Name the countries that the article on Southeast Asia's internet economy says the research covers.

EXTRACT ->
++++++++++++++++++++
Workers Need to Gear Up for Southeast Asia’s Booming Internet Economy

The internet economy in Southeast Asia is growing strong with more consumers and businesses going online during the pandemic. Policymakers see this as a springboard to reviving the overall economy. However, lack of digital skills in the region may hamper growth. Workers must reskill and upskill to fill new jobs in the digital economy.

The latest research report from Google, Temasek, and Bain sees the internet economy exceeding $100 billion in Southeast Asia in 2020 and moving toward $300 billion by 2025. Their research covers six countries: Indonesia, Malaysia, Philippines, Singapore, Thailand, and Viet Nam. The size of the economy is in terms of gross merchandise value (GMV) or the sum of goods sold through customer-to-customer platforms.

“New users are coming online at a blistering pace,” says Nuno Carrilho Neves, regional head of Strategy, Insights and Data for South East Asia Google. This year alone, 40 million people joined the internet, which increased the total number of users to 400 million or about 70% of the combined population of the six countries. For Indonesia, Malaysia, and Philippines, majority of new users are from non-metropolitan areas.
++++++++++++++++++++
DATA EXTRACTS ->
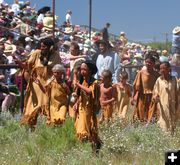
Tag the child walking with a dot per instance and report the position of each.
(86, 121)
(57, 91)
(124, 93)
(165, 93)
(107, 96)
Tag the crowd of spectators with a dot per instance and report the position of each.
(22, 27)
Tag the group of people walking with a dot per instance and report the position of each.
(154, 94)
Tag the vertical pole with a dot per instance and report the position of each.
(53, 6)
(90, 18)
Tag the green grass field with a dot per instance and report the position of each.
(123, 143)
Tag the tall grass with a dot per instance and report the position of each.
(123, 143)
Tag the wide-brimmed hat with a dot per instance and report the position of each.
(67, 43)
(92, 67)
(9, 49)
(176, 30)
++++++++++++++++++++
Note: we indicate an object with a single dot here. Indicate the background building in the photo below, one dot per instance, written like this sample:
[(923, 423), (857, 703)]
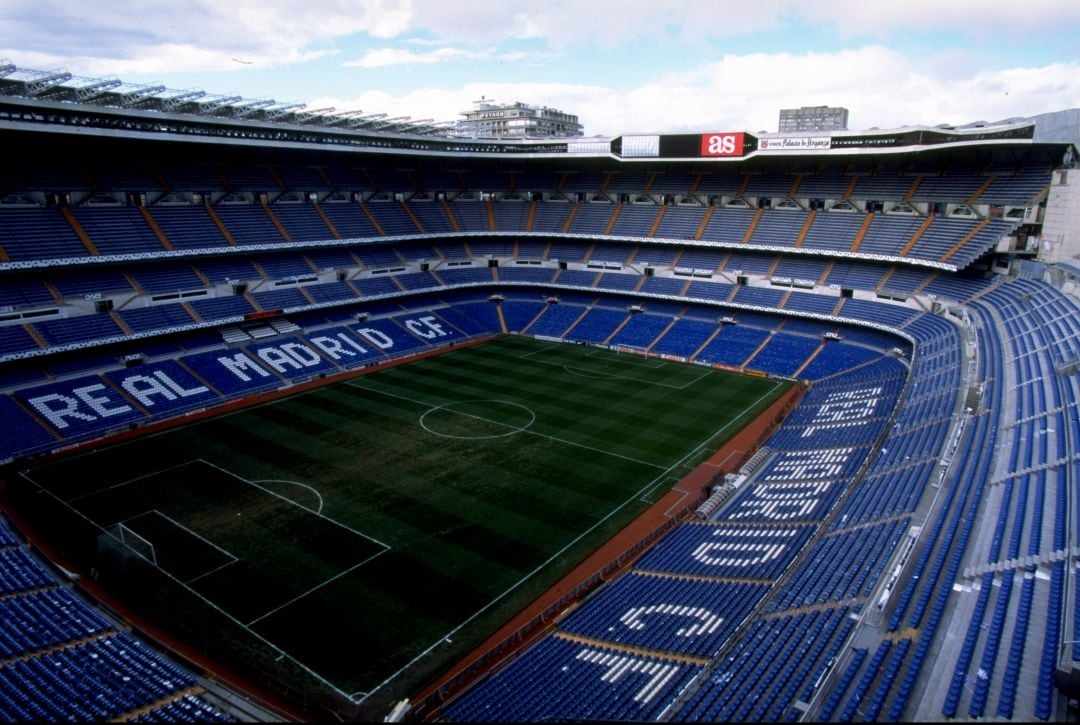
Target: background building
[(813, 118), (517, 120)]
++++++++++++++++++++
FINAL ANSWER -> Indonesia, Malaysia, Philippines, Singapore, Thailand, and Viet Nam.